Restate all of the entries exactly, each line as it stands.
------ Entries shown ------
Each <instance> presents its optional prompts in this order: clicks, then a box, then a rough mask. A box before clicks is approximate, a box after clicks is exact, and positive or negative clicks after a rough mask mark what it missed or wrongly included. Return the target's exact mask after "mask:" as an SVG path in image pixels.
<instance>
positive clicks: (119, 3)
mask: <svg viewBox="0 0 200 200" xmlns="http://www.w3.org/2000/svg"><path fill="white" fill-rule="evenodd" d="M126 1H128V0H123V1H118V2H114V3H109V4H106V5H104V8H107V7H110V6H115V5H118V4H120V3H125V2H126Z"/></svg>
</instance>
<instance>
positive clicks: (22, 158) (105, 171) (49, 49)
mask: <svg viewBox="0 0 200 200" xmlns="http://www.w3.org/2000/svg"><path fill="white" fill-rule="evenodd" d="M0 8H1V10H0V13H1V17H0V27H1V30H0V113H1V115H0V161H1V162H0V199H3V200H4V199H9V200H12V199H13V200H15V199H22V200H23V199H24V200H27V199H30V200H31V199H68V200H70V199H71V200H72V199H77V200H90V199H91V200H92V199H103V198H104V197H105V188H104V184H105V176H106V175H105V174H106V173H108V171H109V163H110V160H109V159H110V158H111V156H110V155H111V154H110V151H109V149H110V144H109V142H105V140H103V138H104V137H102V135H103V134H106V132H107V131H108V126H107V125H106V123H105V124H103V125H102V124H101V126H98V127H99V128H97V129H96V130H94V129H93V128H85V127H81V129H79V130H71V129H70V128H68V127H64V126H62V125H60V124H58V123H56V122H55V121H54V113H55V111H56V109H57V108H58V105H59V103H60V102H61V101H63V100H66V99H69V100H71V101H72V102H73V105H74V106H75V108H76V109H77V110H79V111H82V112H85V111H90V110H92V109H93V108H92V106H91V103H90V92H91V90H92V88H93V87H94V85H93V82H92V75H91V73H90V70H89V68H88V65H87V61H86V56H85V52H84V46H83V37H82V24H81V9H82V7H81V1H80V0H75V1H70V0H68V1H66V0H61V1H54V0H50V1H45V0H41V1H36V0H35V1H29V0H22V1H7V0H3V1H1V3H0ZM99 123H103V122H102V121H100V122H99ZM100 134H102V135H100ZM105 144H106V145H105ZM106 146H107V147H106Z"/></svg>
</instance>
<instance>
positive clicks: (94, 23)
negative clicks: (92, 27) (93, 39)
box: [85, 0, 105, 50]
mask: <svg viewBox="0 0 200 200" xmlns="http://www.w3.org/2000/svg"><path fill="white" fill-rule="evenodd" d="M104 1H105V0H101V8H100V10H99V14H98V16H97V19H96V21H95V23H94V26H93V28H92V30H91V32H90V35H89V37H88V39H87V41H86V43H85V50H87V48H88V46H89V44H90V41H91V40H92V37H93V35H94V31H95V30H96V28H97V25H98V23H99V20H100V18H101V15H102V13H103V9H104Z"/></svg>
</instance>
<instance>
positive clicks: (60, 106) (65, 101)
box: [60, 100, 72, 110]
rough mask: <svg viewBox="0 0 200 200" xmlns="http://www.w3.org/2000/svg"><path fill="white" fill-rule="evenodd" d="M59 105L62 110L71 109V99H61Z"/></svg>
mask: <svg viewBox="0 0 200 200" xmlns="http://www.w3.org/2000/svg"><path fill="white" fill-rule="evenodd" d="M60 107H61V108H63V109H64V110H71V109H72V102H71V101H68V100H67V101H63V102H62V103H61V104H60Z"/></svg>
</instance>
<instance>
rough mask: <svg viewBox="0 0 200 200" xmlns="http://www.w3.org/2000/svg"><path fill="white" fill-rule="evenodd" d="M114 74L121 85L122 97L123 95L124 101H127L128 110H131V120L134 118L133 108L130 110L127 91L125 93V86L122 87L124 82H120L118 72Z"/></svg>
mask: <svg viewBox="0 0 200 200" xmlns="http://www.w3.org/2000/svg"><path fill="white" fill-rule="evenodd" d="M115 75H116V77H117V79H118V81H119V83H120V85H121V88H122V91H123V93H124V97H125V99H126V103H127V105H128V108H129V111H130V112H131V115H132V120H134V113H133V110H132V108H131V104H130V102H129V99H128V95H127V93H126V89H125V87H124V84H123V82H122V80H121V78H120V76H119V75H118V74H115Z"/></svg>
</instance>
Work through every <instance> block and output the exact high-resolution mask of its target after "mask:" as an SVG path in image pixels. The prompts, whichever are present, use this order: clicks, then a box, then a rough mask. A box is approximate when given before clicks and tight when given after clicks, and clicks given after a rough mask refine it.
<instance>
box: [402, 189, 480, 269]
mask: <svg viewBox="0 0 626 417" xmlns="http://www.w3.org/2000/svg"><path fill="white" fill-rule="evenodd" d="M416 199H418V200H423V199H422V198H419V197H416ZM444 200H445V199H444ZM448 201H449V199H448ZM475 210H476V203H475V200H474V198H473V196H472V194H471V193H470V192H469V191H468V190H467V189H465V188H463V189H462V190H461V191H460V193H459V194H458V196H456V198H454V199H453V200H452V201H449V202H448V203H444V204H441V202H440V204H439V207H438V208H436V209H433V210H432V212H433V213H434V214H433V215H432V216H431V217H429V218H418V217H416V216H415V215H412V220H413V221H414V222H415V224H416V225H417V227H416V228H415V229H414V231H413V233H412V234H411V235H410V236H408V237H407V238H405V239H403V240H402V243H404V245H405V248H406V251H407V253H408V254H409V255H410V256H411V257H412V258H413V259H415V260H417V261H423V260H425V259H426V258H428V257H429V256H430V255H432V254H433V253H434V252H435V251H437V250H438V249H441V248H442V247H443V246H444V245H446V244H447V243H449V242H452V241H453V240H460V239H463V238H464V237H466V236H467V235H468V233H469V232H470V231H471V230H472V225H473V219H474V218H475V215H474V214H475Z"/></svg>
------
◆ Expected output ◆
Each <instance> presents its optional prompts in this order: clicks, then a box, then a rough mask. A box before clicks is approximate, a box after clicks is exact, and positive or negative clicks after a rough mask mark what it missed or wrongly included. Return the target's exact mask after "mask:" as an SVG path in image pixels.
<instance>
positive clicks: (119, 3)
mask: <svg viewBox="0 0 200 200" xmlns="http://www.w3.org/2000/svg"><path fill="white" fill-rule="evenodd" d="M126 1H128V0H123V1H118V2H114V3H109V4H106V5H104V8H107V7H110V6H115V5H118V4H120V3H125V2H126Z"/></svg>
</instance>
<instance>
positive clicks: (22, 158) (105, 171) (49, 49)
mask: <svg viewBox="0 0 200 200" xmlns="http://www.w3.org/2000/svg"><path fill="white" fill-rule="evenodd" d="M0 8H1V10H0V13H1V17H0V27H1V30H0V113H1V115H0V161H1V162H0V199H3V200H4V199H9V200H12V199H13V200H15V199H22V200H23V199H24V200H27V199H30V200H31V199H68V200H70V199H71V200H72V199H77V200H90V199H91V200H92V199H103V198H104V197H105V188H104V184H105V176H106V175H105V174H106V173H108V171H109V163H110V160H109V159H110V158H111V156H110V155H111V154H110V151H109V149H110V144H109V142H105V140H103V138H104V137H102V135H103V134H106V132H107V131H108V126H107V125H106V123H105V124H103V125H102V124H101V126H98V127H99V128H97V129H96V130H94V129H93V128H85V127H81V129H79V130H71V129H70V128H68V127H64V126H62V125H60V124H58V123H56V122H55V121H54V113H55V111H56V109H57V108H58V105H59V103H60V102H61V101H63V100H66V99H69V100H71V101H72V102H73V105H74V106H75V108H76V109H77V110H79V111H82V112H85V111H90V110H92V109H93V108H92V106H91V103H90V92H91V90H92V88H93V87H94V85H93V82H92V75H91V73H90V70H89V68H88V65H87V61H86V56H85V52H84V46H83V37H82V24H81V9H82V7H81V1H80V0H75V1H70V0H68V1H66V0H61V1H54V0H50V1H45V0H41V1H36V0H35V1H29V0H22V1H7V0H3V1H1V3H0ZM99 123H103V122H102V121H100V122H99ZM100 134H102V135H100ZM105 144H106V145H105ZM106 146H107V147H106Z"/></svg>
</instance>
<instance>
positive clicks: (94, 23)
negative clicks: (92, 27) (93, 39)
box: [85, 0, 105, 50]
mask: <svg viewBox="0 0 200 200" xmlns="http://www.w3.org/2000/svg"><path fill="white" fill-rule="evenodd" d="M104 1H105V0H101V8H100V10H99V14H98V16H97V19H96V21H95V23H94V26H93V28H92V30H91V32H90V35H89V37H88V39H87V41H86V43H85V50H87V48H88V46H89V44H90V41H91V40H92V37H93V35H94V31H95V30H96V28H97V25H98V23H99V20H100V18H101V15H102V13H103V9H104Z"/></svg>
</instance>
<instance>
positive clicks: (60, 106) (65, 101)
box: [60, 100, 72, 110]
rough mask: <svg viewBox="0 0 200 200" xmlns="http://www.w3.org/2000/svg"><path fill="white" fill-rule="evenodd" d="M59 105L62 110L71 109V99H61Z"/></svg>
mask: <svg viewBox="0 0 200 200" xmlns="http://www.w3.org/2000/svg"><path fill="white" fill-rule="evenodd" d="M60 107H61V108H63V109H64V110H71V109H72V102H71V101H68V100H67V101H63V102H62V103H61V104H60Z"/></svg>
</instance>
<instance>
rough mask: <svg viewBox="0 0 200 200" xmlns="http://www.w3.org/2000/svg"><path fill="white" fill-rule="evenodd" d="M114 74L121 85L122 97L123 95L124 101H127L128 110H131V120L134 118L133 108L130 110L127 91L125 93V86L122 87L124 82H120L118 72Z"/></svg>
mask: <svg viewBox="0 0 200 200" xmlns="http://www.w3.org/2000/svg"><path fill="white" fill-rule="evenodd" d="M115 75H116V77H117V79H118V81H119V83H120V85H121V88H122V91H123V93H124V97H125V99H126V103H127V105H128V108H129V111H130V112H131V115H132V120H134V113H133V110H132V108H131V104H130V102H129V99H128V95H127V93H126V89H125V87H124V84H123V82H122V80H121V78H120V76H119V75H118V74H115Z"/></svg>
</instance>
Work through every <instance> block and output the exact high-resolution mask of its target after "mask:" as an SVG path in image pixels. The prompts, whichever are present, use this order: clicks, then a box, then a rough mask. A box is approximate when given before clicks and tight when given after clicks, and clicks given after a rough mask refine it.
<instance>
box: [402, 189, 480, 269]
mask: <svg viewBox="0 0 626 417" xmlns="http://www.w3.org/2000/svg"><path fill="white" fill-rule="evenodd" d="M416 199H418V200H423V199H422V198H419V197H416ZM444 200H445V199H444ZM448 201H449V199H448ZM475 210H476V203H475V200H474V198H473V196H472V194H471V193H470V192H469V191H468V190H467V189H465V188H463V189H462V190H461V191H460V193H459V194H458V196H456V198H454V199H453V200H452V201H449V202H448V203H444V204H441V202H440V204H439V207H438V208H436V209H433V210H432V212H433V213H434V214H433V215H432V216H431V217H429V218H418V217H416V216H415V215H412V220H413V221H414V222H415V224H416V225H417V227H416V228H415V229H414V231H413V233H412V234H411V235H410V236H408V237H407V238H405V239H403V240H402V243H404V245H405V248H406V251H407V253H408V254H409V255H410V256H411V257H412V258H413V259H415V260H417V261H423V260H425V259H426V258H428V257H429V256H430V255H432V254H433V253H434V252H435V251H437V250H438V249H441V248H442V247H443V246H444V245H446V244H447V243H449V242H452V241H453V240H460V239H463V238H464V237H466V236H467V235H468V233H469V232H470V231H471V230H472V225H473V219H474V218H475V215H474V214H475Z"/></svg>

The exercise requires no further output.